_Problem requirements_.
Give back exactly the lines from the line that contains "Cam-trap alert: motion was detected. Identify woman in dark" to the last line of the listing below, inclusive, and no others.
****************************************
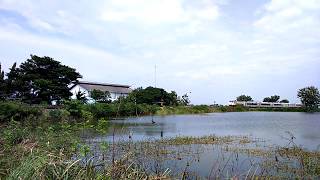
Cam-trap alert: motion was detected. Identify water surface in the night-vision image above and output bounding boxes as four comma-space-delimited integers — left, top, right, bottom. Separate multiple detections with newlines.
89, 112, 320, 150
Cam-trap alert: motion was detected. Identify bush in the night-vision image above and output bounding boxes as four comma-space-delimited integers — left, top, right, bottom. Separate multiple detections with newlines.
48, 109, 70, 122
81, 110, 94, 122
96, 118, 109, 133
84, 103, 117, 119
2, 120, 27, 146
64, 100, 83, 118
0, 101, 42, 123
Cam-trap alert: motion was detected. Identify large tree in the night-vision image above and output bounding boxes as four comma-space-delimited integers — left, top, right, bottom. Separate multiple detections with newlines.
297, 86, 320, 110
236, 95, 253, 102
263, 95, 280, 102
126, 87, 178, 106
7, 55, 82, 104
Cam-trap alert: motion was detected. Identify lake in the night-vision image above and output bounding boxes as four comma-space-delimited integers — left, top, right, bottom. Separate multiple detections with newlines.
88, 112, 320, 150
83, 112, 320, 178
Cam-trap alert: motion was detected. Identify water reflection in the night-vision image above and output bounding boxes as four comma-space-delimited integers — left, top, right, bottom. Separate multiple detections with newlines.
86, 112, 320, 150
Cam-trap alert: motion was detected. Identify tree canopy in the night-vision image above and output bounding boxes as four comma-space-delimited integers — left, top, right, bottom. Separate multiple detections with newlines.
236, 95, 253, 102
90, 89, 111, 103
280, 99, 289, 103
263, 95, 280, 102
4, 55, 82, 104
297, 86, 320, 110
125, 86, 179, 106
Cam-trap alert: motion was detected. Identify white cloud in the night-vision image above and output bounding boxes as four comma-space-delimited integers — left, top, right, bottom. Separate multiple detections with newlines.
254, 0, 320, 34
0, 0, 319, 104
100, 0, 219, 25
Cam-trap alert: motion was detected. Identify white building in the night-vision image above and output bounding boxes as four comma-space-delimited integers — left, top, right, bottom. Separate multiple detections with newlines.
228, 100, 302, 108
70, 81, 132, 102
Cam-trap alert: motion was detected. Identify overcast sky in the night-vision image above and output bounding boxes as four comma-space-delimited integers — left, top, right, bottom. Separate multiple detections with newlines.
0, 0, 319, 104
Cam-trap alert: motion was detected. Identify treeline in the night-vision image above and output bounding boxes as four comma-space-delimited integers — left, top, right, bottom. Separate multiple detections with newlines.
236, 87, 320, 111
0, 55, 196, 123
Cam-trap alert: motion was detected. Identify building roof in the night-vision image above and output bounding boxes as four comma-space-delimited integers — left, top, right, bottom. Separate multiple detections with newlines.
73, 81, 132, 94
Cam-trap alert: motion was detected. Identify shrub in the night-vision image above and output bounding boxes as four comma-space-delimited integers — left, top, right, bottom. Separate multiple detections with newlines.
84, 103, 117, 119
48, 109, 70, 122
81, 110, 94, 122
96, 118, 109, 133
64, 100, 83, 118
0, 101, 42, 123
2, 120, 27, 146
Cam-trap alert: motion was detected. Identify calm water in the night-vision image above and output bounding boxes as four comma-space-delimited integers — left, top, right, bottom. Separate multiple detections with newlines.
89, 112, 320, 150
84, 112, 320, 178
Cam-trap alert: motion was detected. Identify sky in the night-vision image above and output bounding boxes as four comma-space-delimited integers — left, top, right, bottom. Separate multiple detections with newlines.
0, 0, 319, 104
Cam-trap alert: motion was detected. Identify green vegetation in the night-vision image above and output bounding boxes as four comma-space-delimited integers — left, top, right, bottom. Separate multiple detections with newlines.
236, 94, 253, 101
0, 101, 319, 179
2, 55, 81, 104
298, 86, 320, 111
263, 95, 280, 102
280, 99, 289, 103
90, 89, 111, 103
126, 86, 180, 106
1, 55, 319, 179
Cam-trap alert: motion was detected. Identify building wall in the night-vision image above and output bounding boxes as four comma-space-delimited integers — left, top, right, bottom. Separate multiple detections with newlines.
70, 85, 129, 102
229, 100, 302, 108
70, 85, 89, 99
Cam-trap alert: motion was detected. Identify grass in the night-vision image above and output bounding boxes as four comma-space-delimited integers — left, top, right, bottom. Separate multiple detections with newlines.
1, 119, 319, 179
0, 100, 319, 179
155, 105, 222, 115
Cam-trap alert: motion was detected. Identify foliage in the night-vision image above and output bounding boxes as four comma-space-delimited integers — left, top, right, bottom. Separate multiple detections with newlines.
96, 118, 109, 133
48, 109, 70, 122
2, 120, 27, 146
263, 95, 280, 102
81, 110, 94, 123
180, 93, 191, 106
297, 86, 320, 111
75, 90, 87, 103
0, 101, 42, 123
0, 63, 6, 100
280, 99, 289, 103
64, 100, 84, 118
90, 89, 111, 103
0, 120, 83, 178
236, 95, 253, 102
5, 55, 82, 104
82, 101, 158, 119
156, 105, 218, 115
5, 63, 20, 99
127, 87, 178, 106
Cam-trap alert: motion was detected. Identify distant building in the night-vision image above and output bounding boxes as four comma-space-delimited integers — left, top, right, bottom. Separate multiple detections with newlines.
228, 100, 302, 108
70, 81, 132, 102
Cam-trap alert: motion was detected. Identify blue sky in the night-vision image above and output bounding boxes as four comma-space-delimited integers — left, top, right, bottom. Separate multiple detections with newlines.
0, 0, 319, 104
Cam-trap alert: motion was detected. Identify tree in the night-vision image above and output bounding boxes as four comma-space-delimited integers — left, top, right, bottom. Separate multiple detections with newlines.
297, 86, 320, 110
236, 95, 253, 102
124, 87, 178, 106
280, 99, 289, 103
263, 95, 280, 102
180, 93, 190, 106
90, 89, 111, 103
167, 91, 178, 106
5, 62, 23, 99
6, 55, 82, 104
0, 63, 6, 100
76, 90, 86, 103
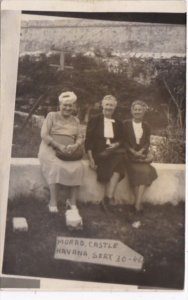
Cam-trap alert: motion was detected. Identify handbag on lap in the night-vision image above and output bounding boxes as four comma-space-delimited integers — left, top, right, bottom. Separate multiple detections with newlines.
56, 146, 83, 161
52, 134, 83, 161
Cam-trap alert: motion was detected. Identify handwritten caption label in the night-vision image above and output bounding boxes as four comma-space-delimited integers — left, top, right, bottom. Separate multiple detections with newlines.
54, 237, 144, 270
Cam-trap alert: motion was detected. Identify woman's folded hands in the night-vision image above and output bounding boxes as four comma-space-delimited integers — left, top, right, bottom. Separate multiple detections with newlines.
105, 142, 119, 152
66, 144, 79, 154
57, 144, 78, 155
135, 148, 146, 159
130, 147, 146, 159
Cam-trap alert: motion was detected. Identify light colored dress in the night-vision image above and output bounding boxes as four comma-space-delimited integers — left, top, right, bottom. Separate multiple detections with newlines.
38, 111, 84, 186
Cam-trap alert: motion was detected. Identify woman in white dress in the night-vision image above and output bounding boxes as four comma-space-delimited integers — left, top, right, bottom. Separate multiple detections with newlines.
38, 91, 84, 227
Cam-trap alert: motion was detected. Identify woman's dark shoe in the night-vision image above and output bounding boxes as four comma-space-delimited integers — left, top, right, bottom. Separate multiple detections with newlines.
48, 204, 58, 213
135, 204, 144, 216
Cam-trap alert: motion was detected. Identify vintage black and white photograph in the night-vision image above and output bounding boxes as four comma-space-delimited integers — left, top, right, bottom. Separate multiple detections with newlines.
2, 11, 186, 289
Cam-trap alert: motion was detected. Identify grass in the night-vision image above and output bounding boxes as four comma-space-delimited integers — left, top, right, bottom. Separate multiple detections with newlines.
3, 197, 185, 289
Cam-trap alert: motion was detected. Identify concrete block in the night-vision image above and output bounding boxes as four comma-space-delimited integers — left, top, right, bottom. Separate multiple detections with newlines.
12, 217, 28, 232
8, 158, 185, 206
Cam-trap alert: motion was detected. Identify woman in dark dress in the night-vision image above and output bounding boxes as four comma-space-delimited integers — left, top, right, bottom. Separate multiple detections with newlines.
85, 95, 125, 209
124, 100, 158, 211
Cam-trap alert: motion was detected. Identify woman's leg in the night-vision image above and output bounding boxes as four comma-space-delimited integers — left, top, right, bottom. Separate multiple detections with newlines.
49, 183, 59, 211
65, 186, 83, 228
133, 185, 146, 211
69, 186, 79, 207
105, 172, 120, 200
101, 173, 120, 211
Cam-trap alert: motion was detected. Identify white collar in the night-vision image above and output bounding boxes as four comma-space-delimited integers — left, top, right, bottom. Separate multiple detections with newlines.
132, 120, 142, 126
104, 117, 115, 123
****************************************
_Task solution_.
Cam-trap alert: motion was detected. Identify woman in dark dress in the night-vision image above and output bounding boxes as four comma-space-delimited integers — left, top, right, bottom. Separate multiple detections with newlines.
85, 95, 125, 209
124, 100, 158, 211
Cam-trap alert: motion was detected. Identify woman's leg in the night-vision image above and output bounding boxes as four comma-space-delimited integers — left, top, right, bottom. Separate multiple detections with newlines.
49, 183, 59, 211
65, 186, 83, 228
133, 185, 146, 211
69, 186, 79, 207
105, 172, 120, 200
101, 173, 120, 211
Cam-trap alert: motion was detected. Identify white collar in the night-vision image above and output bounding boxes as four comma-space-delimited integers — left, top, right, bottom. Separate multiple detections with newlines.
132, 120, 142, 126
104, 117, 115, 123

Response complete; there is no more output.